··· ROWS ···

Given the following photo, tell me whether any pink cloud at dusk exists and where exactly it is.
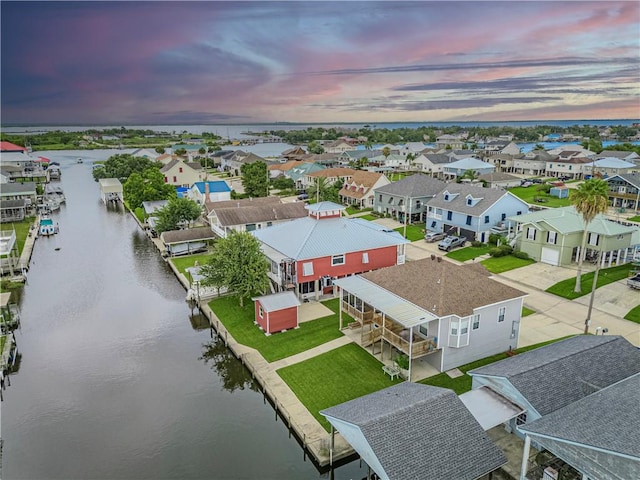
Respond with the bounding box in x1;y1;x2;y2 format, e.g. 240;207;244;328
0;1;640;125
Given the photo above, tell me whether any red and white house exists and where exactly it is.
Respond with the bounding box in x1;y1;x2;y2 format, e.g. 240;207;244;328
253;202;409;299
252;292;300;335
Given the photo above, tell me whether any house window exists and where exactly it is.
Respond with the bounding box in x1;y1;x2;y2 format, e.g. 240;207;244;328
331;253;344;267
302;262;313;277
527;227;536;240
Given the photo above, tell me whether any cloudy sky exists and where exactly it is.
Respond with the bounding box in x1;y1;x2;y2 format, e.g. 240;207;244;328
0;0;640;125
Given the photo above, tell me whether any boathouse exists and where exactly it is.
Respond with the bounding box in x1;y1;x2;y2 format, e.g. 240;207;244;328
252;291;300;335
99;178;124;204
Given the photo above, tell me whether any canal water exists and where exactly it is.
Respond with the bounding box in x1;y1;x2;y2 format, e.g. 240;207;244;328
2;151;366;479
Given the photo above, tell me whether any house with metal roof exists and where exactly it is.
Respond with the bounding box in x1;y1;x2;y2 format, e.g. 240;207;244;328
507;206;640;267
252;202;409;299
465;335;640;480
426;183;529;243
442;157;496;179
205;197;307;238
334;255;526;380
320;382;507;480
373;173;445;223
605;173;640;211
339;170;391;208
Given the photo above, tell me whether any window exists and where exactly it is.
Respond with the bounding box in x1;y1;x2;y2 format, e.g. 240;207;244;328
302;262;313;277
331;253;345;267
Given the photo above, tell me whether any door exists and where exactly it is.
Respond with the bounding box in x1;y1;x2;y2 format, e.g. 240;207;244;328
540;247;560;266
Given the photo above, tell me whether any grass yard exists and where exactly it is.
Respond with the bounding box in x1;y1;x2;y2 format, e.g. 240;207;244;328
624;305;640;323
278;343;402;431
546;263;632;300
209;297;349;362
170;253;211;275
418;335;574;395
480;255;536;273
394;225;424;242
445;245;493;262
509;184;571;207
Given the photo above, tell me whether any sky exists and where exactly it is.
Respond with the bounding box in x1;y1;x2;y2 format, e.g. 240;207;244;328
0;0;640;126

···

- _GIVEN PROBLEM_
Copy out all of the lines above word for word, and leave the picture out of your copy.

- _CORRECT OUTPUT_
Given the following photo, tell me whether any pink cloud at dusk exists and where exactly it is.
Respond with the bounding box in x1;y1;x2;y2 format, e.g. 240;207;244;328
0;1;640;125
Given the photo above, tell me whether any red and white house exists and where exactly it is.
Respond with the bounding box in x1;y1;x2;y2 format, e.g. 240;207;244;328
253;202;409;299
252;292;300;335
Given the photo above, tell me whether any house window exists and where exactly it is.
Respond with the bounding box in x1;y1;x2;y2 format, e.g. 240;207;244;328
331;253;344;267
302;262;313;277
527;227;536;240
Given the photo above, tell me whether any cloudy sky exists and where exactly it is.
Respond with the bounding box in x1;y1;x2;y2 format, e.g. 240;207;244;328
0;0;640;125
Given the photo above, tell me whether any boathouse exists and where exactly it is.
Respond with the bounding box in x1;y1;x2;y2 format, e.g. 240;207;244;328
252;291;300;335
99;178;124;204
Given the photo above, tell me whether any canal water exists and where exactly it is.
Respond with the bounding box in x1;y1;x2;y2 format, e.g. 240;207;244;328
2;151;366;479
Given the photo above, tell me whether any house with metal roof exists and where exactly it is.
Respond with the bounding box in x1;y1;x2;y2 format, e.g. 240;207;244;328
507;206;640;267
252;202;409;299
465;335;640;480
426;183;529;243
442;157;496;179
205;197;307;238
334;255;526;380
320;382;507;480
373;173;445;223
605;173;640;211
339;170;391;208
Given the photo above, tell me whether any window exists and where exactly it is.
Respond with the bounding box in x1;y1;x2;y2 format, e.g. 240;207;244;328
302;262;313;277
331;253;345;267
Given the photo above, tell me whether any door exists and where exactly it is.
Respond with the bounding box in x1;y1;x2;y2 format, e.g. 240;207;244;328
540;247;560;266
Given the photo above, tell me whether any grass yard exists and where exactly it is.
Respond with the bounding box in x1;y1;x2;y2 format, e.g. 240;207;244;328
624;305;640;323
278;343;402;431
546;263;632;300
209;297;349;362
170;253;211;275
418;335;574;395
480;255;536;273
394;225;424;242
445;245;493;262
509;184;571;207
Given the photo above, tell me whether any sky exists and where exactly it is.
Respond with the bounding box in x1;y1;x2;y2 format, e.g. 240;207;244;328
0;0;640;126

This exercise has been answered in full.